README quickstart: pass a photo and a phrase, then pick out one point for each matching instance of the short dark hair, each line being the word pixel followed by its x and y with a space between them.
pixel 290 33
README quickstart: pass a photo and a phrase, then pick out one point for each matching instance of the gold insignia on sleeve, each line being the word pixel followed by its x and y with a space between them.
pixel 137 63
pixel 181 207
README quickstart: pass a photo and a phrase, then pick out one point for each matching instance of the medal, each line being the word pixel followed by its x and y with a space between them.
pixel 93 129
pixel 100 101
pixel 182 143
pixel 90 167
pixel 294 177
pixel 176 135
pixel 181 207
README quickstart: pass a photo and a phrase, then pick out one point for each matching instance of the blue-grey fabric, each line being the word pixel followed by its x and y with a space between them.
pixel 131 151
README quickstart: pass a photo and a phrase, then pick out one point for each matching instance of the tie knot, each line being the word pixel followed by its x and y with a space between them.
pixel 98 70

****

What the exercise asks: Put the lines above into a Markdown table with two columns, "Row" for the row number and "Line" for the text of each line, leaving out any blank lines.

Task output:
| Row | Line |
|---|---|
| 1 | README quickstart: pass a photo and a phrase, then pick out one point for each matching instance of the short dark hair, each line being the word pixel followed by its x and y with a space between them. |
| 2 | pixel 290 33 |
| 3 | README quickstart: pass a photo and a phrase, then pick out one point for each matching instance of the gold insignia on sleeve, each line being the word pixel followed by its x and y with a space between them. |
| 4 | pixel 137 63 |
| 5 | pixel 181 207 |
| 6 | README quickstart: pass a photo and a phrase, then pick out one point for each matching instance of the medal, each line being the word pixel followed by its x and y with a space between them. |
| 7 | pixel 93 129 |
| 8 | pixel 100 101 |
| 9 | pixel 182 143 |
| 10 | pixel 90 167 |
| 11 | pixel 294 177 |
| 12 | pixel 176 135 |
| 13 | pixel 181 207 |
| 14 | README quickstart: pass a photo and a phrase, then pick out one point for each matching instance of the blue-grey fabric, each line being the word pixel followed by its x and y with a space between them. |
| 15 | pixel 131 151 |
| 16 | README quickstart: pass a photo and a phrase, then pick out one point for each matching instance of the tie knot, each line being the word pixel followed by its x and y with a space between them. |
| 17 | pixel 98 70 |